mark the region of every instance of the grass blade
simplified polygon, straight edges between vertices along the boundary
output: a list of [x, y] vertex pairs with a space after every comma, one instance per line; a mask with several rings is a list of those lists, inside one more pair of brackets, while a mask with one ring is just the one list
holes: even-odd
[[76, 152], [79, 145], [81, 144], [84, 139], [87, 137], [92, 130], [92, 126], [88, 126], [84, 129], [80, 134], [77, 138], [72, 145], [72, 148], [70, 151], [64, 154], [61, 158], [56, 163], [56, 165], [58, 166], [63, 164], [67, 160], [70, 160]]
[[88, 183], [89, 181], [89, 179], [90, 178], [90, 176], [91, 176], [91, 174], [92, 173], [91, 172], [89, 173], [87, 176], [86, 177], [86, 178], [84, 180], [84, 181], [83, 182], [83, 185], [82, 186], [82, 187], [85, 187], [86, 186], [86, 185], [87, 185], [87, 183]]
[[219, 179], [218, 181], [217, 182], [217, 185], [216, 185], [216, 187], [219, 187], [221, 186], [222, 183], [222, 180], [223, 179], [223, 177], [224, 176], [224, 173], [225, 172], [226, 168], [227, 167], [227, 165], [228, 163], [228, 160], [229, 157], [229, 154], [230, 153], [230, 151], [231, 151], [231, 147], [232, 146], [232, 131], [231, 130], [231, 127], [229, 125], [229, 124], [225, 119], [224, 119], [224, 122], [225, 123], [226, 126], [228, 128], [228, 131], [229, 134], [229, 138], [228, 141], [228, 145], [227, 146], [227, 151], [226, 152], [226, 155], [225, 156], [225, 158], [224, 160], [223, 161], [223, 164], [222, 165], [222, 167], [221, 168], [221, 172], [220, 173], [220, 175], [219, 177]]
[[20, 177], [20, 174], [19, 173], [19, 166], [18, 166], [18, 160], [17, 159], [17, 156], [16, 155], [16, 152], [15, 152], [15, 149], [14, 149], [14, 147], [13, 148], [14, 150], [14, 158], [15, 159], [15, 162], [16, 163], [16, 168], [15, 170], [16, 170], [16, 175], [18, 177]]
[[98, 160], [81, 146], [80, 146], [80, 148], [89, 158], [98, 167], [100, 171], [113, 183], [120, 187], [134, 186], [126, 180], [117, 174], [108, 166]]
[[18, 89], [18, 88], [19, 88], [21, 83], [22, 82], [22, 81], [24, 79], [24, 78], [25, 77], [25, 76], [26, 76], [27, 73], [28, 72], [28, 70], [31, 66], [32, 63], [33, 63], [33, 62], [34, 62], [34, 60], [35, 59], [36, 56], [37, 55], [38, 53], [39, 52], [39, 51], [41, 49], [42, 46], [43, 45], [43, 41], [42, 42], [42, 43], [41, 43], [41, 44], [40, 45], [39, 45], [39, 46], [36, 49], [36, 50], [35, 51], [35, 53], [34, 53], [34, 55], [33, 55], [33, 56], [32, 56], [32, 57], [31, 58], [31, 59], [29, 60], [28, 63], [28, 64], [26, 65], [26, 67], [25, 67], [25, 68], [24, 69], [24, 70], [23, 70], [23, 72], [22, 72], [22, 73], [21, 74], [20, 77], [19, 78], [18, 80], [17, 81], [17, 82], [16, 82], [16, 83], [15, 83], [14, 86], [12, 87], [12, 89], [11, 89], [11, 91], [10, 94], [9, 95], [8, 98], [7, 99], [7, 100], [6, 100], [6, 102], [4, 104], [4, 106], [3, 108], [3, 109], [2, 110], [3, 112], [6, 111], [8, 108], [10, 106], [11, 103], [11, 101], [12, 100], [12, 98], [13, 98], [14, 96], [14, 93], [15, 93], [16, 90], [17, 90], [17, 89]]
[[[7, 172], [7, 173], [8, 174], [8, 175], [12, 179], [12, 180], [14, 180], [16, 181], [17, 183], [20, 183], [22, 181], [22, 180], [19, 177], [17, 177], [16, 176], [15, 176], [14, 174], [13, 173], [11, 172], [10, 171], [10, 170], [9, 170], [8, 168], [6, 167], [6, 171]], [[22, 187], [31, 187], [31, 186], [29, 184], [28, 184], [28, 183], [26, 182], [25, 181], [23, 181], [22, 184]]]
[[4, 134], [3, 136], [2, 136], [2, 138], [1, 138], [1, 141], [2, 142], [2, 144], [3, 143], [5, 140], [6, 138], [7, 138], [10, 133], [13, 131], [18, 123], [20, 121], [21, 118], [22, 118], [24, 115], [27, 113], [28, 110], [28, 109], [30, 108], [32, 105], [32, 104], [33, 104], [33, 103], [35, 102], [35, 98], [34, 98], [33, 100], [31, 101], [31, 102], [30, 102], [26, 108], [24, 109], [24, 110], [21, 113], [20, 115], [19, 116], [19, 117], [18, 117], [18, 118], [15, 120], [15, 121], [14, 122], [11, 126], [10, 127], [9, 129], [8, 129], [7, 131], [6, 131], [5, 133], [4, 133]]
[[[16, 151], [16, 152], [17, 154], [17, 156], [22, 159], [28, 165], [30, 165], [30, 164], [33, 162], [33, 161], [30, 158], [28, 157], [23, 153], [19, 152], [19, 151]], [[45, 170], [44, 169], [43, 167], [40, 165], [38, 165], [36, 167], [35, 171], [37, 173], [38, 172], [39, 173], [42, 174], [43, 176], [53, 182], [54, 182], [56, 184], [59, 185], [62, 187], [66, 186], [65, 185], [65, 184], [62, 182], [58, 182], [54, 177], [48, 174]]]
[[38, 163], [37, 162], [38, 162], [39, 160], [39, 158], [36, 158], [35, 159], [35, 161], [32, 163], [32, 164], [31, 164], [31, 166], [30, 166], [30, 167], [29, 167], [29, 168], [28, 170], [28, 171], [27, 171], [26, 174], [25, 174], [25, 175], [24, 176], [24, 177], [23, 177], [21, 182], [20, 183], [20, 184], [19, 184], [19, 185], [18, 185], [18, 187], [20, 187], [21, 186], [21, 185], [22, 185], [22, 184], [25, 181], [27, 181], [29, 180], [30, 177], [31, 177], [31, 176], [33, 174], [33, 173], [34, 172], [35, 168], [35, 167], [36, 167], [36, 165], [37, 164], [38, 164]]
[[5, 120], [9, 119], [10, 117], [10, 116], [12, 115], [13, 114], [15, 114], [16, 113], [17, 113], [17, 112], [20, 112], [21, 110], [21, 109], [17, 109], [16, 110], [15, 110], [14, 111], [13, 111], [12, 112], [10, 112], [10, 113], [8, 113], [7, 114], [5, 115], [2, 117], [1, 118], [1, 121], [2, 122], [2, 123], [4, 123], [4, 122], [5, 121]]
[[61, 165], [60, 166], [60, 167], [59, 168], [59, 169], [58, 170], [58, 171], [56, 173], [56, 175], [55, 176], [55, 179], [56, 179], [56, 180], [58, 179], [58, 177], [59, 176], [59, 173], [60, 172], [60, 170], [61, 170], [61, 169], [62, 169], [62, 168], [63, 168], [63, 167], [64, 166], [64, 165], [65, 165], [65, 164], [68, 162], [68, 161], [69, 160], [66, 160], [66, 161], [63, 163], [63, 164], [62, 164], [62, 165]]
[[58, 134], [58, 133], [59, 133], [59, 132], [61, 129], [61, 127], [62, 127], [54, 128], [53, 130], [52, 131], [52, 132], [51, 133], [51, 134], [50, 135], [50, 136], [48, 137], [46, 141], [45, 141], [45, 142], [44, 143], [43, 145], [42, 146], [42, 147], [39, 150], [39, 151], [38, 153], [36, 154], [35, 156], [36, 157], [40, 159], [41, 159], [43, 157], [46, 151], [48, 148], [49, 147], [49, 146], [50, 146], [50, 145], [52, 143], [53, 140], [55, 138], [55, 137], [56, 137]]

◆ ◆ ◆

**Required task**. Write out all of these lines again, swapping "grass blade" for "blade of grass" and leaving everything else as it is.

**Solution to the problem**.
mark the region of every instance of the blade of grass
simplified polygon, straight edges between vertices along the boundary
output: a list of [x, y] vertex pairs with a space after every comma, one instance per line; a mask with several rings is a list of those lists, inside one more pair of brackets, while a mask with one ring is just the one list
holes: even-odd
[[76, 152], [79, 145], [81, 144], [84, 139], [87, 137], [92, 130], [92, 126], [88, 126], [84, 129], [80, 134], [77, 138], [72, 145], [72, 148], [70, 151], [64, 154], [61, 158], [56, 163], [56, 165], [58, 166], [63, 164], [67, 160], [70, 160]]
[[88, 183], [89, 181], [89, 179], [90, 178], [90, 176], [91, 176], [91, 174], [92, 173], [91, 172], [89, 173], [87, 176], [86, 177], [86, 178], [84, 180], [84, 181], [83, 182], [83, 185], [82, 186], [82, 187], [85, 187], [86, 186], [86, 185], [87, 185], [87, 183]]
[[219, 179], [218, 181], [217, 182], [217, 185], [216, 185], [216, 187], [219, 187], [221, 186], [222, 183], [222, 180], [223, 179], [223, 177], [224, 176], [224, 173], [225, 172], [226, 168], [227, 167], [227, 165], [228, 163], [228, 160], [229, 157], [229, 154], [230, 153], [230, 151], [231, 151], [231, 147], [232, 146], [232, 131], [231, 130], [231, 127], [229, 125], [229, 124], [225, 119], [224, 119], [224, 122], [225, 123], [226, 126], [228, 128], [228, 131], [229, 134], [229, 138], [228, 141], [228, 145], [227, 146], [227, 151], [226, 152], [226, 155], [225, 156], [225, 158], [224, 160], [223, 161], [223, 164], [222, 165], [222, 167], [221, 168], [221, 172], [220, 173], [220, 175], [219, 177]]
[[20, 177], [20, 174], [19, 173], [19, 166], [18, 166], [18, 160], [17, 159], [17, 156], [16, 155], [16, 152], [15, 152], [15, 149], [14, 149], [14, 147], [13, 148], [14, 150], [14, 158], [15, 159], [15, 162], [16, 163], [16, 168], [15, 170], [16, 170], [16, 175], [18, 177]]
[[98, 160], [81, 146], [80, 146], [80, 148], [89, 158], [98, 167], [100, 171], [113, 183], [120, 187], [134, 186], [126, 180], [117, 174], [108, 166]]
[[18, 89], [18, 88], [19, 88], [21, 83], [22, 82], [22, 81], [24, 79], [24, 78], [25, 77], [25, 76], [26, 76], [27, 73], [28, 72], [28, 70], [31, 66], [32, 63], [33, 63], [33, 62], [34, 62], [34, 60], [35, 59], [36, 56], [37, 55], [38, 53], [39, 52], [39, 51], [41, 49], [42, 46], [43, 45], [43, 41], [42, 42], [42, 43], [41, 43], [41, 44], [40, 45], [39, 45], [39, 46], [36, 49], [36, 50], [35, 51], [35, 53], [34, 53], [34, 55], [33, 55], [33, 56], [32, 56], [32, 57], [31, 58], [31, 59], [29, 60], [28, 63], [28, 64], [26, 65], [26, 67], [25, 67], [25, 68], [24, 69], [24, 70], [23, 70], [23, 72], [22, 72], [22, 73], [21, 74], [20, 77], [19, 78], [18, 80], [17, 81], [17, 82], [16, 82], [16, 83], [15, 83], [14, 86], [12, 87], [12, 89], [11, 89], [11, 91], [10, 94], [9, 95], [8, 98], [7, 99], [7, 100], [6, 100], [6, 102], [4, 104], [4, 106], [3, 108], [3, 109], [2, 110], [3, 112], [6, 111], [8, 108], [10, 106], [11, 103], [11, 101], [12, 100], [12, 98], [13, 98], [14, 96], [14, 93], [15, 93], [16, 90], [17, 90], [17, 89]]
[[[7, 172], [7, 173], [8, 174], [8, 175], [12, 179], [12, 180], [14, 180], [16, 181], [17, 183], [20, 183], [22, 181], [22, 180], [19, 177], [17, 177], [16, 176], [15, 176], [14, 174], [13, 173], [11, 172], [10, 171], [10, 170], [9, 170], [8, 168], [6, 167], [6, 171]], [[22, 187], [31, 187], [31, 186], [29, 184], [28, 184], [28, 183], [26, 182], [25, 181], [23, 181], [22, 184]]]
[[4, 134], [3, 136], [2, 136], [2, 138], [1, 138], [1, 141], [2, 142], [2, 144], [3, 143], [5, 140], [6, 138], [7, 138], [10, 133], [13, 131], [18, 123], [20, 121], [21, 118], [22, 118], [24, 115], [27, 113], [28, 110], [28, 109], [30, 108], [32, 105], [32, 104], [33, 104], [33, 103], [35, 102], [35, 98], [34, 98], [33, 100], [31, 101], [31, 102], [30, 102], [26, 108], [24, 109], [24, 110], [21, 113], [20, 115], [19, 116], [19, 117], [18, 117], [18, 118], [15, 120], [15, 121], [14, 122], [11, 126], [10, 127], [9, 129], [8, 129], [7, 131], [6, 131], [5, 133], [4, 133]]
[[[16, 151], [16, 152], [17, 154], [17, 156], [22, 159], [28, 165], [30, 165], [30, 164], [33, 162], [33, 161], [30, 158], [28, 157], [23, 153], [19, 152], [19, 151]], [[45, 170], [44, 169], [43, 167], [40, 165], [38, 165], [36, 167], [35, 171], [37, 173], [38, 172], [39, 173], [42, 174], [43, 176], [53, 182], [54, 182], [56, 184], [59, 185], [62, 187], [66, 186], [65, 185], [65, 184], [62, 182], [58, 182], [54, 177], [48, 174]]]
[[38, 163], [37, 162], [38, 162], [39, 160], [39, 158], [36, 158], [35, 159], [35, 161], [32, 163], [32, 164], [31, 164], [31, 166], [30, 166], [30, 167], [29, 167], [29, 168], [28, 170], [28, 171], [27, 171], [26, 174], [25, 174], [25, 175], [24, 176], [24, 177], [23, 177], [21, 182], [20, 183], [20, 184], [19, 184], [19, 185], [18, 185], [18, 187], [20, 187], [21, 186], [21, 185], [22, 185], [22, 184], [25, 181], [27, 181], [29, 180], [30, 177], [31, 177], [31, 176], [33, 174], [33, 173], [34, 172], [35, 168], [35, 167], [36, 167], [36, 165], [37, 164], [38, 164]]
[[5, 120], [9, 119], [10, 117], [10, 116], [12, 115], [13, 114], [15, 114], [16, 113], [17, 113], [17, 112], [20, 112], [21, 110], [21, 109], [17, 109], [16, 110], [15, 110], [14, 111], [13, 111], [12, 112], [10, 112], [10, 113], [8, 113], [7, 114], [5, 115], [2, 117], [1, 118], [1, 121], [2, 122], [2, 123], [4, 123], [4, 122], [5, 121]]
[[61, 165], [60, 166], [60, 167], [59, 168], [59, 169], [58, 170], [58, 171], [56, 173], [56, 175], [55, 176], [55, 179], [56, 179], [56, 180], [58, 179], [58, 177], [59, 176], [59, 173], [60, 172], [60, 170], [61, 170], [61, 169], [62, 169], [62, 168], [63, 168], [63, 167], [64, 166], [64, 165], [65, 165], [65, 164], [68, 162], [68, 161], [69, 160], [66, 160], [66, 161], [63, 163], [63, 164], [62, 164], [62, 165]]
[[58, 134], [58, 133], [59, 133], [59, 132], [61, 129], [61, 127], [62, 127], [54, 128], [53, 130], [52, 131], [52, 132], [51, 133], [51, 134], [50, 135], [50, 136], [48, 137], [46, 141], [45, 141], [45, 142], [44, 143], [43, 145], [42, 146], [42, 147], [39, 150], [39, 151], [38, 153], [36, 154], [35, 156], [36, 157], [40, 159], [41, 159], [43, 157], [46, 151], [48, 148], [49, 147], [49, 146], [50, 146], [50, 145], [52, 143], [53, 140], [55, 138], [55, 137], [56, 137]]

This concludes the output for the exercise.